Selected passage:
※ ※ ※

Response: Thank you very much for the suggestion. After following your previous suggestion, we think those parts are more independent than the text now. However, we are open to more suggestions to improve the independence and content of those two sections.

Minor points:

"A-stem" is a shortened form of "Acceptor stem, and "An" means "anticodon", as described in L. 116. These shortened terms should be indicated in Fig. 2 beside the secondary structure of tRNA for the convenience of the reader.

Response: Thank you for the comment, the point was added as suggested.

The authors write "trnL1" and "trnL2" in Figs. 3 and 4. They are trnL(TAA or UAA) and trnL(UAG) in the text and should be named the same way in the text and figures.

Response: Thank you very much for the comment, we worked out an alternative solution to note the trnL number with the trnL type in the figure legend, to reduce the working time on the adjustment of the figures.

Explain "Tajima D values" to allow the reader to understand Fig.4.

Response: Thank you very much for the suggestion, we believe the understanding of Fig. 4 is not dependent on the Tajima D explanation, the tRNA with significant D values were marked with (*). We added a statement to the results text (line 329): The Tajima D values ranged from 0.0383 to -2.069 and were found to be "significantly deviated from zero"…etc.

The deviation from zero indicates the presence of non-random factors. The reason is explained in the discussion part lines 472:484.

※ ※ ※

In the reviewer exchange above, what range of Tajima D values did the authors report?

※ ※ ※

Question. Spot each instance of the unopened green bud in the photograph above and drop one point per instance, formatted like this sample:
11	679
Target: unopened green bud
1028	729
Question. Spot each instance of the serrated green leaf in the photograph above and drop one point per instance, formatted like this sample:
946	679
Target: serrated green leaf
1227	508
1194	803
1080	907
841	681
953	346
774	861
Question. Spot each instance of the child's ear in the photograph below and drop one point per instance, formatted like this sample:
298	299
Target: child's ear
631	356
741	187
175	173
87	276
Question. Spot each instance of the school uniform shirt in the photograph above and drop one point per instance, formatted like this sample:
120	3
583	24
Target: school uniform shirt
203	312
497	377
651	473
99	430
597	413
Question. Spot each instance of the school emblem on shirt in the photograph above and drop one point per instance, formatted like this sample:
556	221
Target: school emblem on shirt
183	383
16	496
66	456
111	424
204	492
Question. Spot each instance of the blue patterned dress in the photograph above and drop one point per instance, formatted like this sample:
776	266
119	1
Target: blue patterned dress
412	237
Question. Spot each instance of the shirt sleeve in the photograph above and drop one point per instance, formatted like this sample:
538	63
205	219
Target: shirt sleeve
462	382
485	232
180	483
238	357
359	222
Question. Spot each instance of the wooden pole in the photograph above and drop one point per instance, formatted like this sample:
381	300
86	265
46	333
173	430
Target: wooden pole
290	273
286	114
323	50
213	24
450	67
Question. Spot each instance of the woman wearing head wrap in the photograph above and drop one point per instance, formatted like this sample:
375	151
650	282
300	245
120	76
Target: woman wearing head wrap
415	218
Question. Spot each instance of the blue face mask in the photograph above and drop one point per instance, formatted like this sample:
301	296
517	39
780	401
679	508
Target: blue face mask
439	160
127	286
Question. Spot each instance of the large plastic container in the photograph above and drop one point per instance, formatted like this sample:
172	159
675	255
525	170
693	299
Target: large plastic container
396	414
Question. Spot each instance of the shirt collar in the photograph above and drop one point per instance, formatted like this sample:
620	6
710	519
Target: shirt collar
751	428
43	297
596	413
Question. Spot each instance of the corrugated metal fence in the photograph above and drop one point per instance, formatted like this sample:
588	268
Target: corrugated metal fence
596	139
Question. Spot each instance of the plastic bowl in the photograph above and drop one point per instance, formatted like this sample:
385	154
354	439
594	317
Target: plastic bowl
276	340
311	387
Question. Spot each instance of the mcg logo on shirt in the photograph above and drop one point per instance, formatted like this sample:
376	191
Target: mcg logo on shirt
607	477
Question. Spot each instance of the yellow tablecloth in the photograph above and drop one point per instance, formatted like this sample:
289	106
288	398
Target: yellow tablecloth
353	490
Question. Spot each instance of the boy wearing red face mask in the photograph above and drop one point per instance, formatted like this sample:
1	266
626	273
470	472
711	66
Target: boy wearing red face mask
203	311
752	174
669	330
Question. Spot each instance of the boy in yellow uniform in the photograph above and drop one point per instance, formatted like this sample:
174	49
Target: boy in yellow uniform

※ ※ ※

Finished task: From 0.0383 to -2.069.